-- Start Quoted passage --
Mostafa Khan () was the last khan of Shirvan, until 1820.

Biography
Mostafa Khan lived in an era of much political upheaval. It was the era of the Russo-Iranian Wars of the 19th century, a period during which the Russians took the Caucasus territories of Iran. In 1804, the Russians, led by general Pavel Tsitsianov, had invaded and sacked the Iranian town of Ganja, murdered its khan and his son, and had thereby initiated the Russo-Iranian War of 1804-1813. Having "shown" what Russia is capable of in terms of power and might, Tsitsianov thereafter attempted to force the other khans into submission to Russia by intimidation and enticement. Promising "Russian protection" and the guarantee that the khans would remain in power in their domains, the khan of Karabakh, Ibrahim Khalil Khan signed an agreement with Tsitsianov on 26 May 1805. After the massacre in Ganja, Mostafa Khan asked the central government in Tehran for assistance, in order to prevent Tsitsianov's advance. The government responded by sending an army under general Pir-Qoli Khan Qajar. However, when the general had reached the Mughan plain, he found out that Mostafa Khan had entered negotiations with the Russians. Mostafa Khan hoped that the Russians would recognize a Shirvan Khanate "enlarged" to the boundaries of the Shirvanshah's of the Medieval era. Though Mostafa Khan was uncomfortable with Tsitsianov's proposal, the latter threatened that if he wouldn't agree with his terms, he would replace Mostafa with his younger brother (who was reportedly enthusiastic about it). Anyhow, the Russians invaded the khanate, and on 6 January 1806, Mostafa Khan was forced to submit.

 

Mostafa Khan was allowed to administer the khanate, and had to give an annual tribute in gold rubles to the Russians. Furthermore, he had to send hostages to Tiflis (Tbilisi), which had recently been annexed and transformed into the "base" of the Russian Caucasus Viceroyalty. Lastly, he also had to provide food and accommodation for the Russian garrisons. After Tsitsianov was killed in Baku in 1806, Mostafa Khan repudiated his allegiance to the Russians, and re-submitted himself to the shah.

Things changed when Aleksey Yermolov took office as the new Russian commander-in-chief in the Caucasus, in 1816. A staunch Russian imperialist, Yermolov was committed to bring the entire Caucasus under the Russian sway. He wanted to establish the Aras river as the border between Iran and Russia at all costs, and was therefore determined to conquer the last remaining khanates under Iranian rule; the Erivan Khanate and the Nakchivan Khanate.
-- End Quoted passage --
#### [Directives]
1. Translate this sentence from the passage on Mostafa Khan into Spanish: "The government responded by sending an army under general Pir-Qoli Khan Qajar."
2. From the passage on Mostafa Khan, write out everything from "Things changed when" down to "the Nakchivan Khanate.".
-- Start Data listing --
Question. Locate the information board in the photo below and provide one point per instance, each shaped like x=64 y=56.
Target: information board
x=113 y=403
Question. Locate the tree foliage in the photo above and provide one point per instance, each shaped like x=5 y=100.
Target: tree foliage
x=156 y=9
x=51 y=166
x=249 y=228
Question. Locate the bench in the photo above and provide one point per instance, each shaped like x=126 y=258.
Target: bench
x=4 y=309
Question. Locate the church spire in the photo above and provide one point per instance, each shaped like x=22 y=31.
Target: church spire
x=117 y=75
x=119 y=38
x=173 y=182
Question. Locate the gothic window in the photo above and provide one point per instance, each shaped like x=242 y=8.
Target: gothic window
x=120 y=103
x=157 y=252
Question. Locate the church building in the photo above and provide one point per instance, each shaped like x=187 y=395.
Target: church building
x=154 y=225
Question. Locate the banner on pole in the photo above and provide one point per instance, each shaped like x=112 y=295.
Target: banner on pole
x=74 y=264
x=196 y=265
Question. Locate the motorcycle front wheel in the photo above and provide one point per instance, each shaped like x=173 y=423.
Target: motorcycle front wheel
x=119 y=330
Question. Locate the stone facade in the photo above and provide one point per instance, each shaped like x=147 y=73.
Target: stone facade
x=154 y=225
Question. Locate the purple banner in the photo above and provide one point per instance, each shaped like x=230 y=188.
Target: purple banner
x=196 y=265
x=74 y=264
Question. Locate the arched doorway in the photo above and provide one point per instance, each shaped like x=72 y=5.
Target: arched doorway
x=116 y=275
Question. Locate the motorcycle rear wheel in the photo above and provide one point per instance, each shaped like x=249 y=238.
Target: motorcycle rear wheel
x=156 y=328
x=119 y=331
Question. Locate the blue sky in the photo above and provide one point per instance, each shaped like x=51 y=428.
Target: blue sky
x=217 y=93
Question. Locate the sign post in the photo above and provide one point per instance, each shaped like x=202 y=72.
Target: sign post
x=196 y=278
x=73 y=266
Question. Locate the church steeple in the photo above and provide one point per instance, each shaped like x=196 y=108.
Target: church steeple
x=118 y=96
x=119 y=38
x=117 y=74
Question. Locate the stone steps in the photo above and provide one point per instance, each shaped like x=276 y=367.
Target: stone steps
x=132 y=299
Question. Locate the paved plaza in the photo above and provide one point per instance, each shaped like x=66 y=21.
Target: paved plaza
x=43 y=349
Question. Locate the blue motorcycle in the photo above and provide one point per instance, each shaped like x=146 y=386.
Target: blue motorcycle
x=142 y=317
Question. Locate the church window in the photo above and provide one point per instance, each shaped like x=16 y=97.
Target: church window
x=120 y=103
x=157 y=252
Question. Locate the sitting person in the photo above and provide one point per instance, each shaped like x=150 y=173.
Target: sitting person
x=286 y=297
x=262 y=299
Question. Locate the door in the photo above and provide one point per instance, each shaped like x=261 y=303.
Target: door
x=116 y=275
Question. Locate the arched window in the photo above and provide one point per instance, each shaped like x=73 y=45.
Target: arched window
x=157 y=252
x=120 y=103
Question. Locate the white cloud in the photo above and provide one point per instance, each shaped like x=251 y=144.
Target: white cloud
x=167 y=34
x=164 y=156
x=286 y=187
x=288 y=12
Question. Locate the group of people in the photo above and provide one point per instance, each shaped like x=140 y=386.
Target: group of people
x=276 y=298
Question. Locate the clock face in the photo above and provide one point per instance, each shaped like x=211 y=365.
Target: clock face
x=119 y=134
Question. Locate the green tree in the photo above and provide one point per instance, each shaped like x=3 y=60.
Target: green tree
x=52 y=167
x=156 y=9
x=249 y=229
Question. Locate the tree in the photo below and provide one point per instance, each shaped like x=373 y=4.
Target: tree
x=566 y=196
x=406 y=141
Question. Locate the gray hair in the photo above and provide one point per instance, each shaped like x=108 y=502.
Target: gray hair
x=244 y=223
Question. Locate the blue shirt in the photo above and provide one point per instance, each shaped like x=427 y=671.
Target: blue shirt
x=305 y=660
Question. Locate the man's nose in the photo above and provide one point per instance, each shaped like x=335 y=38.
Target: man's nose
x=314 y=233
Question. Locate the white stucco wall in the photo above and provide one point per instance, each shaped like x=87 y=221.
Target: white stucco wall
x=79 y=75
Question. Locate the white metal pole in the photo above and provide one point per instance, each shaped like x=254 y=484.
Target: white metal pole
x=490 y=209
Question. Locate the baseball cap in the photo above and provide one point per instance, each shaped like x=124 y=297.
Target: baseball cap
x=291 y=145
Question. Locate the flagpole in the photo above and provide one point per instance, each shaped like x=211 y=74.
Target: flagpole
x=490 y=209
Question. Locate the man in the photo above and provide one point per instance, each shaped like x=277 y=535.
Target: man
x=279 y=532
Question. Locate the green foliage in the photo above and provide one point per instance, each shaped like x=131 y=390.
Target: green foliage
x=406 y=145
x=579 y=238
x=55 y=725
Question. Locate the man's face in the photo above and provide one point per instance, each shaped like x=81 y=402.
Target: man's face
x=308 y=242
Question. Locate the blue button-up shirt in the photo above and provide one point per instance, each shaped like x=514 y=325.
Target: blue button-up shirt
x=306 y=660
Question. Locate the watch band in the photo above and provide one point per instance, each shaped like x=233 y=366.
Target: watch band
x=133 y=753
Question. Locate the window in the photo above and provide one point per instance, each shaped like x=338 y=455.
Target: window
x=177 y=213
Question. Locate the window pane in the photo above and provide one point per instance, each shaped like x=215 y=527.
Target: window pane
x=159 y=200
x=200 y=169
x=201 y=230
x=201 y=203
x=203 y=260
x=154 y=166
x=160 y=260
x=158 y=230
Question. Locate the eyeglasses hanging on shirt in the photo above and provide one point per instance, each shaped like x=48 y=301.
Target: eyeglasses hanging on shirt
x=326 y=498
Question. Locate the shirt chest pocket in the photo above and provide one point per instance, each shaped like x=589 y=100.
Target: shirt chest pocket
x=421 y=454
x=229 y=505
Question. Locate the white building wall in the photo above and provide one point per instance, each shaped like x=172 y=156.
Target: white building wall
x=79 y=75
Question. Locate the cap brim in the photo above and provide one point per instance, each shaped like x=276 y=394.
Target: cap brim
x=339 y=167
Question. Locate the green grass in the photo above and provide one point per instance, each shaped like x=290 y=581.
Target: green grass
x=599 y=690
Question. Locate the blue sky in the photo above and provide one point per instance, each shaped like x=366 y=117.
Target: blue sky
-- End Data listing --
#### [Per-task answers]
1. El gobierno respondió enviando un ejército al mando del general Pir-Qoli Khan Qajar.

2.
Things changed when Aleksey Yermolov took office as the new Russian commander-in-chief in the Caucasus, in 1816. A staunch Russian imperialist, Yermolov was committed to bring the entire Caucasus under the Russian sway. He wanted to establish the Aras river as the border between Iran and Russia at all costs, and was therefore determined to conquer the last remaining khanates under Iranian rule; the Erivan Khanate and the Nakchivan Khanate.